::: 数据行

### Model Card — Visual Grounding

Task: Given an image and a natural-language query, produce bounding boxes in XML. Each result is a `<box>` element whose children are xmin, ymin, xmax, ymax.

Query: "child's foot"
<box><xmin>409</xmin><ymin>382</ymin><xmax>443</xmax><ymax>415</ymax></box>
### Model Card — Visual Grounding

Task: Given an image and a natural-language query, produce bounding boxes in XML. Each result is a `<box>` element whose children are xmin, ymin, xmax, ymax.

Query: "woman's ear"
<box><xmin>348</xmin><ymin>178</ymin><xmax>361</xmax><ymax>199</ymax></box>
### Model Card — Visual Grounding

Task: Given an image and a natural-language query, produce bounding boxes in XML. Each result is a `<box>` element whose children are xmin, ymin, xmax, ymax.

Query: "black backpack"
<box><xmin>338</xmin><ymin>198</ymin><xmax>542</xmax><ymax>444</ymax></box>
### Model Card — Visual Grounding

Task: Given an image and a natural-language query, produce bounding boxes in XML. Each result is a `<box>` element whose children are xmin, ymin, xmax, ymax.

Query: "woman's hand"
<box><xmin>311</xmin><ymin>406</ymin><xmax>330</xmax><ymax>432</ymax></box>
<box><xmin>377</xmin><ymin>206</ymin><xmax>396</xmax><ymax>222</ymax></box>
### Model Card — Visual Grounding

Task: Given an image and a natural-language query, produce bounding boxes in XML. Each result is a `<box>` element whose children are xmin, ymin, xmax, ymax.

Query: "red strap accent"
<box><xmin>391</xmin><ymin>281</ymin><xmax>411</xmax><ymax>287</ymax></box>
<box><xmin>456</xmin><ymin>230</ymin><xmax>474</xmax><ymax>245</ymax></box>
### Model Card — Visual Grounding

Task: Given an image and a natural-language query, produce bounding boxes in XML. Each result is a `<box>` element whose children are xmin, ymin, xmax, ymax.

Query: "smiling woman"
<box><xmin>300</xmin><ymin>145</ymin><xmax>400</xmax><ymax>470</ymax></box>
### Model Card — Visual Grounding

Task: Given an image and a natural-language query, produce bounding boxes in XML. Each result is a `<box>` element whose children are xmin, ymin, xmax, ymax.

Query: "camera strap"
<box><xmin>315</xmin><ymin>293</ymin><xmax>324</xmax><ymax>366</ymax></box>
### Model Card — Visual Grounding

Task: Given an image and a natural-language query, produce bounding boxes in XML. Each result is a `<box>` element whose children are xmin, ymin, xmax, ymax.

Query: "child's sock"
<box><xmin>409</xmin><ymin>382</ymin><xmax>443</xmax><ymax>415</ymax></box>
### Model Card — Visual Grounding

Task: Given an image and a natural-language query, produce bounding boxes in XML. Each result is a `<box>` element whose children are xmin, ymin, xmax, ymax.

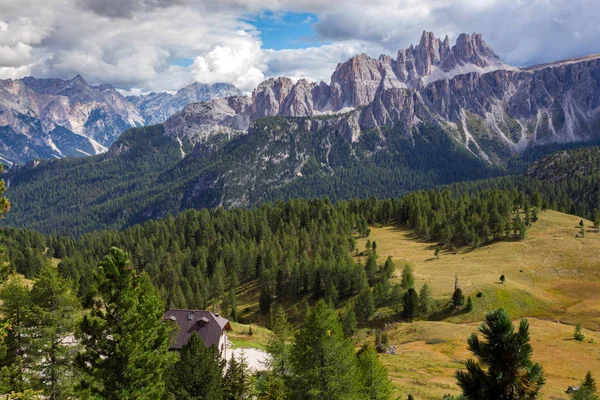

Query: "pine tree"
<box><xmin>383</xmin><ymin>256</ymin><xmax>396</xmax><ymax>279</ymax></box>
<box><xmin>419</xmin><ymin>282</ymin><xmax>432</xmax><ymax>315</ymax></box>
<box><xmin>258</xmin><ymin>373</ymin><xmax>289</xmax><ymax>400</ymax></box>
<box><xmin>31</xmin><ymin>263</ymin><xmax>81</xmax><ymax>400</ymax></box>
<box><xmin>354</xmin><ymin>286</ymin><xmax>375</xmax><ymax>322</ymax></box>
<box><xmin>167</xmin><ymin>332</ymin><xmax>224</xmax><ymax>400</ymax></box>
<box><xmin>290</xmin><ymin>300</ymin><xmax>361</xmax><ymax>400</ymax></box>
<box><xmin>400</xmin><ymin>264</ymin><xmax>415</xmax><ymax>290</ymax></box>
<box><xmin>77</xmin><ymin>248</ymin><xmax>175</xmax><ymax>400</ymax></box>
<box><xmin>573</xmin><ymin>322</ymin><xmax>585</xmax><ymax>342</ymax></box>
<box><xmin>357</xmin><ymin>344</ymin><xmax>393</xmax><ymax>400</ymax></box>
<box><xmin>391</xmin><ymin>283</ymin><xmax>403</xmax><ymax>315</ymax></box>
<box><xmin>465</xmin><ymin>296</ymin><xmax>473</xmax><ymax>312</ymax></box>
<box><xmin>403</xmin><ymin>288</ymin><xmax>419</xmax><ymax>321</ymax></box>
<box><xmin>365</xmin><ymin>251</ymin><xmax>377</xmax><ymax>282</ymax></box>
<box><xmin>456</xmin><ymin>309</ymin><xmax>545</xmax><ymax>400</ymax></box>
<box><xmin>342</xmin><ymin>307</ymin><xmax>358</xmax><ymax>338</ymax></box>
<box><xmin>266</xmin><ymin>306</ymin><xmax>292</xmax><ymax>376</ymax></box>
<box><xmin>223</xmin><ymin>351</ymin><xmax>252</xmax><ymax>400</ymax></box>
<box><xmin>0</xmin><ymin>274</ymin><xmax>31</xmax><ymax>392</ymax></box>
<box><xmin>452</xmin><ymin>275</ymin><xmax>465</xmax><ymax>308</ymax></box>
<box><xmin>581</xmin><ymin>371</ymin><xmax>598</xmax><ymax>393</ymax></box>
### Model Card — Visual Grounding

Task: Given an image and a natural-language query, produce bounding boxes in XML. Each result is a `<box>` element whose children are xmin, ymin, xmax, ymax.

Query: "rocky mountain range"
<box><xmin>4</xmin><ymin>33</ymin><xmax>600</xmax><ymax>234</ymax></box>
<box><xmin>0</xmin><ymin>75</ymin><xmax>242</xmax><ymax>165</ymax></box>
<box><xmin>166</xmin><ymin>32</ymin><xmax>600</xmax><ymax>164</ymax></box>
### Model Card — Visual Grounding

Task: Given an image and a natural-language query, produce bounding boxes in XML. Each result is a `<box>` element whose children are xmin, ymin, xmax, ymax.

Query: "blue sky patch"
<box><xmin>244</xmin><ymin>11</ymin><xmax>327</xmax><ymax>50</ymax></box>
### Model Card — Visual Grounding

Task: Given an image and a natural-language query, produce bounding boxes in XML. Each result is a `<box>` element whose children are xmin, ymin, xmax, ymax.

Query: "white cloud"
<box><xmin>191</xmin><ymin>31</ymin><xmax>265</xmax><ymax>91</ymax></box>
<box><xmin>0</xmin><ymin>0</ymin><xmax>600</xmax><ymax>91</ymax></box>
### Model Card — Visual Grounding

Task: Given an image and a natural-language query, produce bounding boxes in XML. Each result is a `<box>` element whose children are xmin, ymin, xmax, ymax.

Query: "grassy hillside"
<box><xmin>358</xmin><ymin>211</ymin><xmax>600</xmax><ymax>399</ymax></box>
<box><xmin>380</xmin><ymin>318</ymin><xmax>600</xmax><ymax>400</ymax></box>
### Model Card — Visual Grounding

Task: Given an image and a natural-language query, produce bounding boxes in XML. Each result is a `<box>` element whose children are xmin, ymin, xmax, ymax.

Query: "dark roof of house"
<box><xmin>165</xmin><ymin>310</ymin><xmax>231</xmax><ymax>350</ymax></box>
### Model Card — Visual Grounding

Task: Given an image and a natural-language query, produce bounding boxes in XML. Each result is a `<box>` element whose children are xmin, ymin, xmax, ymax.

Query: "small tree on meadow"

::::::

■ **任务说明**: 请返回上方数据行中所有包含字符串“strap”的行。

■ **结果**:
Query: "red strap accent"
Query: "camera strap"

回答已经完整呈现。